▶ [TASK DIRECTIONS]: Please count how many lines of the records below contain the string "white" and reply with that number alone.

━━━━

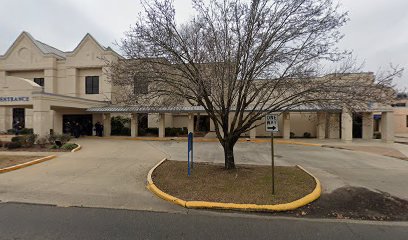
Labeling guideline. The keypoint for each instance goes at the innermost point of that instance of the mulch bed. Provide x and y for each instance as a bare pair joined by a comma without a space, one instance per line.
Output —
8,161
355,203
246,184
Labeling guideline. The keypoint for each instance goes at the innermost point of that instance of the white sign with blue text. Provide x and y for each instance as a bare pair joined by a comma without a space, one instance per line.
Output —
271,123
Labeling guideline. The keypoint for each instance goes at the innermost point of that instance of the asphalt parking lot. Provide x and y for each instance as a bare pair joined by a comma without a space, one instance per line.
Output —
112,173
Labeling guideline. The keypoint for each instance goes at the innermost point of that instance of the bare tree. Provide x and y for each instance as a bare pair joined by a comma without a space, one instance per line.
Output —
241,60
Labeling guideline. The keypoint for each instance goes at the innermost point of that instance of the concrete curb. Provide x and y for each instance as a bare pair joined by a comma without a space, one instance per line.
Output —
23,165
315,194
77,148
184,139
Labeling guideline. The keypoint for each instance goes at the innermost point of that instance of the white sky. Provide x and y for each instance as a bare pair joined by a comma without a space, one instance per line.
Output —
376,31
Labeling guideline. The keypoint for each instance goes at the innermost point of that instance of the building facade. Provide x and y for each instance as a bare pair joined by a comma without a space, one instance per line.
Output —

━━━━

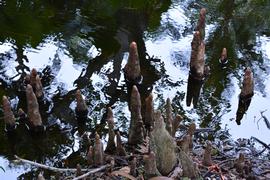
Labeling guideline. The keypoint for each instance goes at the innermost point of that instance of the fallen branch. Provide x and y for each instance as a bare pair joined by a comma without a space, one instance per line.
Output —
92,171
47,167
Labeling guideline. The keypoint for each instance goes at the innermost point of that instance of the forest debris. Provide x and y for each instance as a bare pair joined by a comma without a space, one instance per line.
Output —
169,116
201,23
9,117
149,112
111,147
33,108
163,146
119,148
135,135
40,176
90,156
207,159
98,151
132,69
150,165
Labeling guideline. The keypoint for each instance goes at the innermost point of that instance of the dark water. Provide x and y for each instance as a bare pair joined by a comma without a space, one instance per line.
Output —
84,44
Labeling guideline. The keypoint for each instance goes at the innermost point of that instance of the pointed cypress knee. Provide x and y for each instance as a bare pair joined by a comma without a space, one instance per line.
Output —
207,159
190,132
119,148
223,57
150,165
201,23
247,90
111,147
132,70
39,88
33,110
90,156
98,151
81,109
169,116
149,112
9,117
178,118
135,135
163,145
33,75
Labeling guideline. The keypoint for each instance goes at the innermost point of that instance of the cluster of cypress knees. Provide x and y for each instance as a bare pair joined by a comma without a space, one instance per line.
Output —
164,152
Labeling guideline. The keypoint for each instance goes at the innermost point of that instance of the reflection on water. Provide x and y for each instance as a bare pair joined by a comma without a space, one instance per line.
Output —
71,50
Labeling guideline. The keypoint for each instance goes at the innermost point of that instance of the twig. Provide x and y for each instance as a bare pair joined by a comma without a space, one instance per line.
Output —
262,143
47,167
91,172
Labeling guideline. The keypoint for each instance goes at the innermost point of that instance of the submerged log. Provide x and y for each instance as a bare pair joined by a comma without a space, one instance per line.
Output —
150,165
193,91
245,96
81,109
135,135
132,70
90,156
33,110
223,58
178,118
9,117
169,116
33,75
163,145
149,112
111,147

━━━━

▶ [COMPLETE ANSWER]: 2